Entries drawn from a collection
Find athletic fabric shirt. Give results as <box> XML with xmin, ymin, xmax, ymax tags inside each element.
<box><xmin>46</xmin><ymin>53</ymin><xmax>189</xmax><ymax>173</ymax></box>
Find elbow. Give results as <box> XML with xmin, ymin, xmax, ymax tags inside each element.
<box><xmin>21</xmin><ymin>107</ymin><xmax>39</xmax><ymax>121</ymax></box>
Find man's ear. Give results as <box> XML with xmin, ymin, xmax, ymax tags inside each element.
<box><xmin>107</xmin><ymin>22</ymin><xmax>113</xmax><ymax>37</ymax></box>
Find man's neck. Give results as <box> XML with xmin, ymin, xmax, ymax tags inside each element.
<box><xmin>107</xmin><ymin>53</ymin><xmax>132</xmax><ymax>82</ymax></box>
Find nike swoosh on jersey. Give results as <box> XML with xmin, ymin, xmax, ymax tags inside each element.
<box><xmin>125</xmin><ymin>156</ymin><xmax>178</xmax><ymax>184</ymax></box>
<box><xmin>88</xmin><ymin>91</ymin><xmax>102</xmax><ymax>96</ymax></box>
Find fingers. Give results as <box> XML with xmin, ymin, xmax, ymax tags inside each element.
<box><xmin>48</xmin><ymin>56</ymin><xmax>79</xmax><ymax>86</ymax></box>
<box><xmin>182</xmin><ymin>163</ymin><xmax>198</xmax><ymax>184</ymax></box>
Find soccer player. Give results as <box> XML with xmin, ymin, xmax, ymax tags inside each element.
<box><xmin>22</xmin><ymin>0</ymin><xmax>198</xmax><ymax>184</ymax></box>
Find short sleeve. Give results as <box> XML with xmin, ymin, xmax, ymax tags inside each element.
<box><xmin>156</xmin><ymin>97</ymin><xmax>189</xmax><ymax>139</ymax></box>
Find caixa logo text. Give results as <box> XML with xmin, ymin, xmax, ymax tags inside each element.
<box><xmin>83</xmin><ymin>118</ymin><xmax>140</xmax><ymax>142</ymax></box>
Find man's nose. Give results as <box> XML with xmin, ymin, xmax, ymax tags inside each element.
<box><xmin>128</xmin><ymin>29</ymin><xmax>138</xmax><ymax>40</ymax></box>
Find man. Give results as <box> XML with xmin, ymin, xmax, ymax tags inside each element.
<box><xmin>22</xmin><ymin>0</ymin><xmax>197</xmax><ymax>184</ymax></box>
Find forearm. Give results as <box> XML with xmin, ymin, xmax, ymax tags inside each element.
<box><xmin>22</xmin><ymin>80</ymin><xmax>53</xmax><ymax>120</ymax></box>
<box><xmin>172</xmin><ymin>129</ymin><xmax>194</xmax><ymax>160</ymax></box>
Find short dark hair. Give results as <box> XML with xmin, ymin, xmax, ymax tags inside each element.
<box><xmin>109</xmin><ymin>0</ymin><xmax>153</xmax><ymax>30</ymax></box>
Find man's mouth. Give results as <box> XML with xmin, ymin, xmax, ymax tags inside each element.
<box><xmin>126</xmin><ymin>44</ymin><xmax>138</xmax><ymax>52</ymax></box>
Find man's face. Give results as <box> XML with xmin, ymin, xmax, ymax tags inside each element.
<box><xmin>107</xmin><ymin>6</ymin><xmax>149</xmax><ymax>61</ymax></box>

*AIM*. Rewrite the records above, replacing every "Find" with "Locate" and keeping all other text the same.

*FULL RESPONSE*.
Locate athletic fabric shirt. Give results as <box> XML with xmin, ymin, xmax, ymax tags inside each element.
<box><xmin>46</xmin><ymin>53</ymin><xmax>189</xmax><ymax>173</ymax></box>
Locate elbow. Give results as <box> XML with xmin, ymin, xmax, ymax tags inside each element.
<box><xmin>21</xmin><ymin>107</ymin><xmax>39</xmax><ymax>121</ymax></box>
Locate man's ear. Give results as <box> XML with xmin, ymin, xmax, ymax tags inside each element.
<box><xmin>107</xmin><ymin>22</ymin><xmax>113</xmax><ymax>37</ymax></box>
Locate man's neck. Give results as <box> XML with xmin, ymin, xmax, ymax tags inside each element.
<box><xmin>107</xmin><ymin>53</ymin><xmax>132</xmax><ymax>82</ymax></box>
Locate nike swoosh on jersey. Give results as <box> XML with xmin, ymin, xmax, ymax tags inside each element.
<box><xmin>125</xmin><ymin>156</ymin><xmax>178</xmax><ymax>184</ymax></box>
<box><xmin>88</xmin><ymin>91</ymin><xmax>102</xmax><ymax>96</ymax></box>
Locate fingers. Give results as <box> XML with xmin, ymin, xmax, ymax tags inside each element.
<box><xmin>48</xmin><ymin>56</ymin><xmax>79</xmax><ymax>86</ymax></box>
<box><xmin>182</xmin><ymin>163</ymin><xmax>198</xmax><ymax>184</ymax></box>
Locate soccer player. Give results as <box> XML with xmin, ymin, xmax, ymax tags inside each element.
<box><xmin>22</xmin><ymin>0</ymin><xmax>198</xmax><ymax>184</ymax></box>
Locate short sleeve. Give results as <box> XML with xmin, ymin, xmax, ymax tags inside each element.
<box><xmin>156</xmin><ymin>97</ymin><xmax>189</xmax><ymax>139</ymax></box>
Locate caixa logo text. Give results as <box> XML with xmin, ymin, xmax, ymax tags inside each element.
<box><xmin>83</xmin><ymin>118</ymin><xmax>140</xmax><ymax>142</ymax></box>
Locate man's nose. Give results as <box> XML with xmin, ymin, xmax, ymax tags inside each element.
<box><xmin>128</xmin><ymin>29</ymin><xmax>138</xmax><ymax>40</ymax></box>
Locate man. Give results as <box> XML with xmin, ymin, xmax, ymax tags inside each element.
<box><xmin>22</xmin><ymin>0</ymin><xmax>197</xmax><ymax>184</ymax></box>
Locate forearm. Give results as <box> XML with xmin, ymin, xmax, ymax tags inside each element.
<box><xmin>22</xmin><ymin>80</ymin><xmax>53</xmax><ymax>120</ymax></box>
<box><xmin>172</xmin><ymin>129</ymin><xmax>194</xmax><ymax>160</ymax></box>
Locate short dark hair. Give results as <box> XML with xmin, ymin, xmax, ymax tags inside each element.
<box><xmin>109</xmin><ymin>0</ymin><xmax>153</xmax><ymax>30</ymax></box>
Locate man's mouth. Give results as <box> XML with xmin, ymin, xmax, ymax tags inside each element.
<box><xmin>126</xmin><ymin>44</ymin><xmax>138</xmax><ymax>52</ymax></box>
Locate man's face. Give results as <box> XML with xmin, ymin, xmax, ymax tags inside each element.
<box><xmin>107</xmin><ymin>6</ymin><xmax>149</xmax><ymax>61</ymax></box>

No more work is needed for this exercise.